Whether you had to miss the orientation or attended and want access to the resources and ideas that were shared, this brief recap of NFO 2018 covers the highlights and gives access to key resources and policies that all faculty need to know.


NFO Morning Session Debrief – New Faculty Success

During the morning session, the Provost welcomed the group, shared his hopes for your success, and stressed that he is here for new faculty so please come to him if you are having any trouble. Next, the Director of the Biggio Center, Diane Boyd, gave a mini-lecture on the six cultures of the academy and advice for navigating them.

Finally, faculty broke into discussion groups and were given a prompt with 3 questions based on the event pre-reading, “Advice for New Faculty: Six Lessons from the Front Lines”:

1. Which strategies have you tried? What strategies would you add to the list?
2. Which strategies might work best in your departmental context?
3. If your success at Auburn were guaranteed, what bold steps would you take?

You can read the ideas and answers proposed by your new colleagues on this Padlet.


NFO Afternoon Session Debrief – New Faculty FAQs

Is there a syllabus template?

What is the Auburn Core Curriculum?

I need help writing grants, where do I go?

I need help captioning a video for my course, where do I go?

How can the Office of Inclusion and Diversity support my teaching?

To learn the answers to these and several more questions new faculty had for administrators during the Admin Panel (and to get access to relevant links and resources) we captured the Admin Panel QandA on this Padlet.


NFO Session Debrief – Teaching & Learning @ Auburn University: A Primer

Goals of the Session:

  • Experience Student-Centered Learning in our new active learning classroom building: Mell Classroom Building
  • Draft a Fall Semester Teaching & Learning Timeline – brainstorm goals, milestones, and activities
  • Get feedback on your timeline and share ideas with colleagues
  • Identify challenges or concerns and get connected to resources to support your teaching

 
On this Padlet, you can find the Session materials including the PPT, Semester Timeline handout, and the Active Learning Menu which offers a curated list of learning activities organized by when in the class you should use them: appetizers at the beginning, entrees are longer and more substantial, & desserts are for the end of a class period.
──────
Stated goal >> According to the orientation recap, who gave the mini-lecture on the six cultures of the academy? You won't need the data for this.

Dataset excerpt >>
──────
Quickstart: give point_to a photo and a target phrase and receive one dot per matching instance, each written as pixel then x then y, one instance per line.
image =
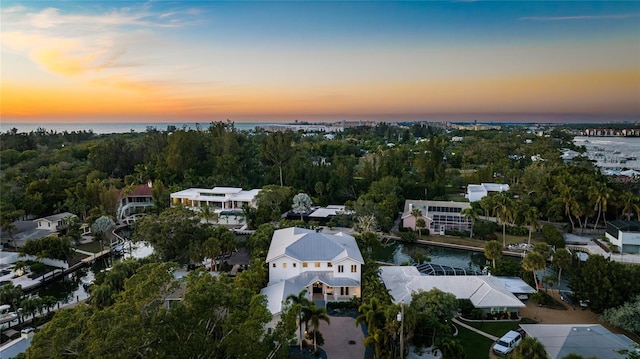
──────
Result of this task >> Diane Boyd, the Director of the Biggio Center.